Direction 1
Output the lines of the records below as a JSON list of strings, one string per line with blank lines omitted, starting at the line that contains "Exercise. Tag the drainage" and ending at the line that contains "x=156, y=37".

Start Passage to read

Plotting an skbio ordination using R

EDIT (10/12/2020): Updated code to properly label y-axis as PC2.

Recently a friend of mine asked if I had any experience importing an skbio.stats.ordination object in R. I hadn’t, unfortunately, as I usually work with QIIME2 & Python in tandem. I do expect that I’ll be using R more often as my PhD progresses so I decided to take a stab at a very simple way to extract and plot the data from this format.

When you export an skbio ordination object, the text file contains entries for the eigenvalues, proportion explained, and sites (analogous to samples in what I do). Additionally, if the ordination is a biplot, it will contain entries for species as well (analogous to microbes in what I do). There are also spaces for “Biplot” and “Site constraints” which I’m not familiar with. These entries are basically stored in sub-TSVs so this snippet just takes each of these set of values and extracts them to their own data frame. Then I wrote some rudimentary code to plot the samples as points and features as arrows. Of course, this can be snazzed up with fancy ggplot2 accoutrements but for this demonstration I kept it relatively simple.

biplot_R

library(ggplot2)

get_ord_dataframe <- function(lines, linestart){
  header_line <- strsplit(lines[linestart], split="\t")[[1]]
  num_rows = as.numeric(header_line[2])
  num_cols = as.numeric(header_line[3])
  if (num_rows == 0){return(data.frame())}

  data <- strsplit(
    lines[(linestart+1):(linestart+num_rows)],
    split="\t"
  )
  names <- unlist(lapply(data, function(x) x[1]))
  coords <- lapply(
    data,
    function(x) strsplit(x[2:(2+num_cols-1)], split="\t")
  )
  coords <- data.frame(
    matrix(
      unlist(coords),
      nrow=length(coords),
      byrow=T
    ),
    stringsAsFactors=FALSE
  )

End Passage to read
Start Records for this exercise

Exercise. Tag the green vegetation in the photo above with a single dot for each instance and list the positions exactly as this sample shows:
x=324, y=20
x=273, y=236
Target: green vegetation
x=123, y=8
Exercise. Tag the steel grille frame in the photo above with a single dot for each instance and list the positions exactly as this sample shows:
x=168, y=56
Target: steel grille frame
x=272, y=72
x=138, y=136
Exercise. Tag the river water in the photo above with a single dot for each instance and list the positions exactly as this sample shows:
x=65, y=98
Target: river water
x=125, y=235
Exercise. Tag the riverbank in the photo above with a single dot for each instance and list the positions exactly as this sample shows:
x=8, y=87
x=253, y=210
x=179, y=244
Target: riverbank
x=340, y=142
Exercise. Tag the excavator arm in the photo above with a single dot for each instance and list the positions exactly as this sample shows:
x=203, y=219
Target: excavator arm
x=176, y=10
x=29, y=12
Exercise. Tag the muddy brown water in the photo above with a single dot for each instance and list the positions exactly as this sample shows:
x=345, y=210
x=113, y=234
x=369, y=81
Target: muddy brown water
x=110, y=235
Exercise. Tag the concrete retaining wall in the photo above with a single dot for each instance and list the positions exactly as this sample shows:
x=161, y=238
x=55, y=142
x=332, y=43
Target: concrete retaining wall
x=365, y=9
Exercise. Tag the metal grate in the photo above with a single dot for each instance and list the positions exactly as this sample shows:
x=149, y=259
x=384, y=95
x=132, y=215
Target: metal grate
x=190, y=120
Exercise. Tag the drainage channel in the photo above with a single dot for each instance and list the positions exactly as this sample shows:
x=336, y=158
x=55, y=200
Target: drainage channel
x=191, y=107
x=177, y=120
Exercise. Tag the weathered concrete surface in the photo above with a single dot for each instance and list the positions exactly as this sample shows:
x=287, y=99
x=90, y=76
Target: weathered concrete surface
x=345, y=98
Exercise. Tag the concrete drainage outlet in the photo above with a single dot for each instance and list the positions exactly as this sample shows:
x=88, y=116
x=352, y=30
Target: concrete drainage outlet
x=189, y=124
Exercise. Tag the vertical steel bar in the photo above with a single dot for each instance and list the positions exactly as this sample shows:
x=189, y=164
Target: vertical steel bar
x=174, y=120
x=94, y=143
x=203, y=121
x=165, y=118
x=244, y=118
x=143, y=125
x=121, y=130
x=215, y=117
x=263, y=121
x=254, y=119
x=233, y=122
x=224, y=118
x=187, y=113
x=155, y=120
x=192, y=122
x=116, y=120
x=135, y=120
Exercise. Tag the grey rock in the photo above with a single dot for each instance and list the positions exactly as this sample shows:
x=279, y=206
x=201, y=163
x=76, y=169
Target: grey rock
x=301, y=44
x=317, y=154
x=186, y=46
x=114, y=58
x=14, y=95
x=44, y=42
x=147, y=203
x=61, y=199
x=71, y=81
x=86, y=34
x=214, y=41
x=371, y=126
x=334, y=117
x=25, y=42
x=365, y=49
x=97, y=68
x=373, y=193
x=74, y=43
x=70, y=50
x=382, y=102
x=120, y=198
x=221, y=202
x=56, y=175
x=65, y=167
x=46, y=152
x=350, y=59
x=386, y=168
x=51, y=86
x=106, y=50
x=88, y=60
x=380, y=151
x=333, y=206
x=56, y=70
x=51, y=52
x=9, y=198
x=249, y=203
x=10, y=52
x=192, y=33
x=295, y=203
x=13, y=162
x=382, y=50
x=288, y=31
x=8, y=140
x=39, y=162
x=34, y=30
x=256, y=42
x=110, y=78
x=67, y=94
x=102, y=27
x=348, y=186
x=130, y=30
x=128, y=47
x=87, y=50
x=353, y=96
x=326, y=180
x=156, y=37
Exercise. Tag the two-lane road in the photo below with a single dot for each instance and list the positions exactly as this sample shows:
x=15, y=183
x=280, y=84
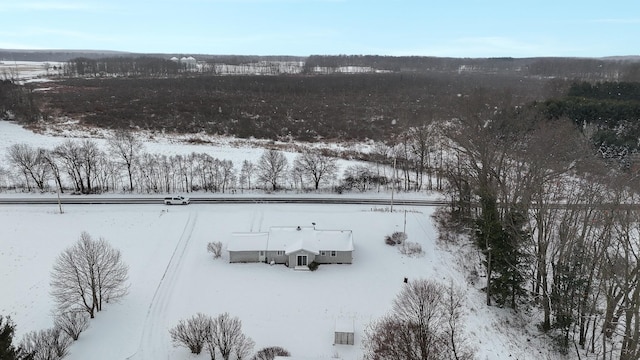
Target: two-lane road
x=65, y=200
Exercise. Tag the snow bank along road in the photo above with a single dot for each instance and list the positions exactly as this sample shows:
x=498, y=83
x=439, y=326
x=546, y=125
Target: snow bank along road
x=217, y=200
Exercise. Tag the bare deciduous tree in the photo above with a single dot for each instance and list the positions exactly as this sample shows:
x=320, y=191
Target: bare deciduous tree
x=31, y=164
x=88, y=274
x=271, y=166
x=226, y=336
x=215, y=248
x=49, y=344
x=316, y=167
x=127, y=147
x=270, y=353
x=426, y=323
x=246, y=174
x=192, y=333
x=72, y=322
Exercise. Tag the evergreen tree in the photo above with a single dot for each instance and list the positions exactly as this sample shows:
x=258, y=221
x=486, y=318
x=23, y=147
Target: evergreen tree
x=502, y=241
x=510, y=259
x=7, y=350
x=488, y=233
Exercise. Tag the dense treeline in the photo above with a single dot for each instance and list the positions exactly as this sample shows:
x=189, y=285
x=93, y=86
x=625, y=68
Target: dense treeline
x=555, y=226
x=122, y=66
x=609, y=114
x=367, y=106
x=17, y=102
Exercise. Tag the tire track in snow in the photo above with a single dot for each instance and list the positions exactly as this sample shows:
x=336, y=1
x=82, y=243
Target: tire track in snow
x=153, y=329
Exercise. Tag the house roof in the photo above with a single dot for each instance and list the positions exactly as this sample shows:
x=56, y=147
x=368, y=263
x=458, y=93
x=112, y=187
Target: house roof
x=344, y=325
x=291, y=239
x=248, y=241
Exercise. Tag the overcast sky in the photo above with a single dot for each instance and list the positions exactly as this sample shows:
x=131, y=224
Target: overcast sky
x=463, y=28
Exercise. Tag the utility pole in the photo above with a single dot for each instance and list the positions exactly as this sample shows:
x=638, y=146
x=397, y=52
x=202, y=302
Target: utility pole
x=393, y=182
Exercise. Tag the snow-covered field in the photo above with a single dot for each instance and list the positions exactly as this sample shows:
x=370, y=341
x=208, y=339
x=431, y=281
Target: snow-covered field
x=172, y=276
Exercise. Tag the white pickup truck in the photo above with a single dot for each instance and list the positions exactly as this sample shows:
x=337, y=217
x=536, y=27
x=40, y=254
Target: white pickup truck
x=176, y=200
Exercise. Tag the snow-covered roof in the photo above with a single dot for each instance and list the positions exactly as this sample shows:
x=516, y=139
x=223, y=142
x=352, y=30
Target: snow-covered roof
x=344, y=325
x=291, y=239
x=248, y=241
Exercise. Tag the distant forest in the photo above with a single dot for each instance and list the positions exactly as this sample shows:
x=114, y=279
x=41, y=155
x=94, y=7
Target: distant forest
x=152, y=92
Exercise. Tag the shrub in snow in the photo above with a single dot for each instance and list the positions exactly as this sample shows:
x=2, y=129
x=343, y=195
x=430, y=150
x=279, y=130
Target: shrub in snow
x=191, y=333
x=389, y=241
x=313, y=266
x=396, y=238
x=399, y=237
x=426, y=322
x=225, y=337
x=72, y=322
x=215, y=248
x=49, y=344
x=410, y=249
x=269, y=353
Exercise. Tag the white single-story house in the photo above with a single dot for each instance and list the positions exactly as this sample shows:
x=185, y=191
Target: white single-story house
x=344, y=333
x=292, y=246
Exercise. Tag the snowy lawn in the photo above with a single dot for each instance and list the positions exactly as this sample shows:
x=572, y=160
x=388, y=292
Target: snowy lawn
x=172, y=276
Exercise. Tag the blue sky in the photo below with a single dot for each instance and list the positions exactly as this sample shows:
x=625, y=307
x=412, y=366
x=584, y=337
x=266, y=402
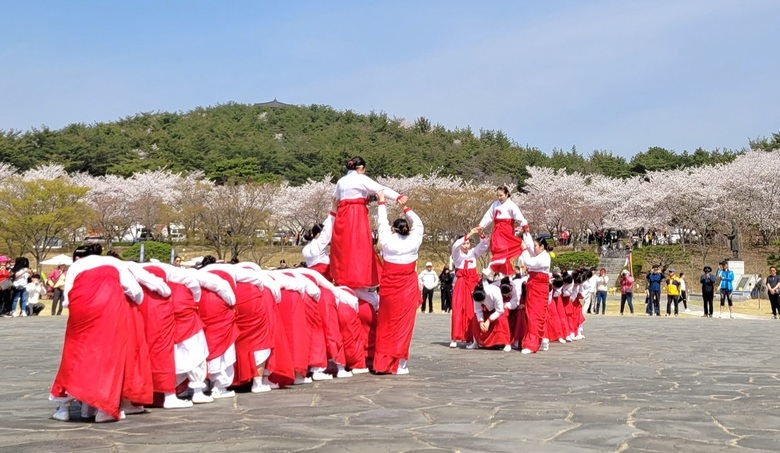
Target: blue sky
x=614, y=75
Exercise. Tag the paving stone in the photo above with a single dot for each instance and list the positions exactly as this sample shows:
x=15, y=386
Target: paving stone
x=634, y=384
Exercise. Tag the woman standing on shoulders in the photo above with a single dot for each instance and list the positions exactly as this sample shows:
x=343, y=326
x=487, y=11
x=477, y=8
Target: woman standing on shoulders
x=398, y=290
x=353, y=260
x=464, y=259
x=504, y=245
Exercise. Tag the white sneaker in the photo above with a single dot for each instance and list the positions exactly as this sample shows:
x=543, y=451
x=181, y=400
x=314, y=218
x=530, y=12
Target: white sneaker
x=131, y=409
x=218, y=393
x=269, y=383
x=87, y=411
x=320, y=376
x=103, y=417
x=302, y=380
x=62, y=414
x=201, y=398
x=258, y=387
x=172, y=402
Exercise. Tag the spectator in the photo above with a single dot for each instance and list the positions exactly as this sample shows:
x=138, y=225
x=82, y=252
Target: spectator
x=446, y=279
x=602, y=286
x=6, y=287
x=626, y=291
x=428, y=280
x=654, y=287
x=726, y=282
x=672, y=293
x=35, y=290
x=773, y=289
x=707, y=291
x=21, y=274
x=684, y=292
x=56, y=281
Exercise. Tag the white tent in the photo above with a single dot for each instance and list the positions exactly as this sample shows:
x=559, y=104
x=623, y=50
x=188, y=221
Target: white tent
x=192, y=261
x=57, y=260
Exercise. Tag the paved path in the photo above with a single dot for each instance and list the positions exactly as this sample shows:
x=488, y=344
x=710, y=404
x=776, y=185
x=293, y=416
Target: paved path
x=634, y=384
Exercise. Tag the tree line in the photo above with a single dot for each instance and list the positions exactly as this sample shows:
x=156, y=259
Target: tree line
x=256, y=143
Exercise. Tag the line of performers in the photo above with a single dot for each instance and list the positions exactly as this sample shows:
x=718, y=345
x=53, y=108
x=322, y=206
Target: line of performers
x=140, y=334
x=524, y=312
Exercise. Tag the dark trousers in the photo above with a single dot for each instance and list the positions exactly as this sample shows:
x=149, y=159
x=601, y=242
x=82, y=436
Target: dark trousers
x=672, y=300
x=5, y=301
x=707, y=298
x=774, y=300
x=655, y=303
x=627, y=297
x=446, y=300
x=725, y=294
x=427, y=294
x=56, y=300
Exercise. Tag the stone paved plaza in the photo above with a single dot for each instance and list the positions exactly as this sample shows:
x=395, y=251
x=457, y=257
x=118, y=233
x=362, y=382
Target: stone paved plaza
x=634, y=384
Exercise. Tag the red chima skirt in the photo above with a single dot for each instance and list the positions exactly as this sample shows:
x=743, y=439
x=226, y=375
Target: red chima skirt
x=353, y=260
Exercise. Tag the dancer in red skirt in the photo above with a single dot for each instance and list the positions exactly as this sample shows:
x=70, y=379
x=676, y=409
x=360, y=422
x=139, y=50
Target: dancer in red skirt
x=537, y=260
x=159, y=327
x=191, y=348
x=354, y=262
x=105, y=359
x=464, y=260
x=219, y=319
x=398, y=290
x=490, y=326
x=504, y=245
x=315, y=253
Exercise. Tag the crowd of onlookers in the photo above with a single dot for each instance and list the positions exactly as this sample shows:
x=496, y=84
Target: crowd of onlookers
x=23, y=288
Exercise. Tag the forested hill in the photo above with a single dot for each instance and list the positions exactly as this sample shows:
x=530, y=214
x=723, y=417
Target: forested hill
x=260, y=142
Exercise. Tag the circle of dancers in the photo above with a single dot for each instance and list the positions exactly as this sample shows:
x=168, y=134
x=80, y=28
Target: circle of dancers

End Records for this exercise

Direction 2
Print the post on plotting an skbio ordination in R again, word for word and in full.

Full output 1
[
  "Exercise. Tag the drainage channel in the photo above with a single dot for each instance and list the positions exactly as this sample shows:",
  "x=336, y=158",
  "x=55, y=200",
  "Target: drainage channel",
  "x=191, y=107",
  "x=177, y=120",
  "Exercise. Tag the weathered concrete surface in the photo above with a single dot for each instance and list the positions exactly as this sample shows:",
  "x=287, y=99",
  "x=90, y=76",
  "Target: weathered concrete surface",
  "x=345, y=98",
  "Exercise. Tag the concrete drainage outlet in the photo above with a single dot for each instance and list the positions exactly as this sample shows:",
  "x=88, y=116",
  "x=352, y=30",
  "Target: concrete drainage outlet",
  "x=189, y=124",
  "Exercise. Tag the vertical steel bar in the photo above with a single dot for each instance and list the positions exactly as this sample shows:",
  "x=189, y=164",
  "Target: vertical steel bar",
  "x=174, y=120",
  "x=94, y=143",
  "x=203, y=121",
  "x=165, y=118",
  "x=244, y=118",
  "x=143, y=125",
  "x=121, y=130",
  "x=215, y=117",
  "x=263, y=121",
  "x=254, y=119",
  "x=233, y=122",
  "x=224, y=118",
  "x=187, y=113",
  "x=155, y=120",
  "x=192, y=122",
  "x=116, y=120",
  "x=135, y=120",
  "Exercise. Tag the grey rock in the photo above with a single dot for each instance and list the positions exactly as this sample shows:",
  "x=279, y=206",
  "x=201, y=163",
  "x=76, y=169",
  "Target: grey rock",
  "x=301, y=44",
  "x=317, y=154",
  "x=186, y=46",
  "x=114, y=58",
  "x=14, y=95",
  "x=44, y=42",
  "x=147, y=203",
  "x=61, y=199",
  "x=71, y=81",
  "x=86, y=34",
  "x=214, y=41",
  "x=371, y=126",
  "x=334, y=117",
  "x=25, y=42",
  "x=365, y=49",
  "x=97, y=68",
  "x=373, y=193",
  "x=74, y=43",
  "x=70, y=50",
  "x=382, y=102",
  "x=120, y=198",
  "x=221, y=202",
  "x=56, y=175",
  "x=65, y=167",
  "x=46, y=152",
  "x=350, y=59",
  "x=386, y=168",
  "x=51, y=86",
  "x=106, y=50",
  "x=88, y=60",
  "x=380, y=151",
  "x=333, y=206",
  "x=56, y=70",
  "x=51, y=52",
  "x=9, y=198",
  "x=249, y=203",
  "x=10, y=52",
  "x=192, y=33",
  "x=295, y=203",
  "x=13, y=162",
  "x=382, y=50",
  "x=288, y=31",
  "x=8, y=140",
  "x=39, y=162",
  "x=34, y=30",
  "x=256, y=42",
  "x=110, y=78",
  "x=67, y=94",
  "x=102, y=27",
  "x=348, y=186",
  "x=130, y=30",
  "x=128, y=47",
  "x=87, y=50",
  "x=353, y=96",
  "x=326, y=180",
  "x=156, y=37"
]

Full output 2
Plotting an skbio ordination using R

EDIT (10/12/2020): Updated code to properly label y-axis as PC2.

Recently a friend of mine asked if I had any experience importing an skbio.stats.ordination object in R. I hadn’t, unfortunately, as I usually work with QIIME2 & Python in tandem. I do expect that I’ll be using R more often as my PhD progresses so I decided to take a stab at a very simple way to extract and plot the data from this format.

When you export an skbio ordination object, the text file contains entries for the eigenvalues, proportion explained, and sites (analogous to samples in what I do). Additionally, if the ordination is a biplot, it will contain entries for species as well (analogous to microbes in what I do). There are also spaces for “Biplot” and “Site constraints” which I’m not familiar with. These entries are basically stored in sub-TSVs so this snippet just takes each of these set of values and extracts them to their own data frame. Then I wrote some rudimentary code to plot the samples as points and features as arrows. Of course, this can be snazzed up with fancy ggplot2 accoutrements but for this demonstration I kept it relatively simple.

biplot_R

library(ggplot2)

get_ord_dataframe <- function(lines, linestart){
  header_line <- strsplit(lines[linestart], split="\t")[[1]]
  num_rows = as.numeric(header_line[2])
  num_cols = as.numeric(header_line[3])
  if (num_rows == 0){return(data.frame())}

  data <- strsplit(
    lines[(linestart+1):(linestart+num_rows)],
    split="\t"
  )
  names <- unlist(lapply(data, function(x) x[1]))
  coords <- lapply(
    data,
    function(x) strsplit(x[2:(2+num_cols-1)], split="\t")
  )
  coords <- data.frame(
    matrix(
      unlist(coords),
      nrow=length(coords),
      byrow=T
    ),
    stringsAsFactors=FALSE
  )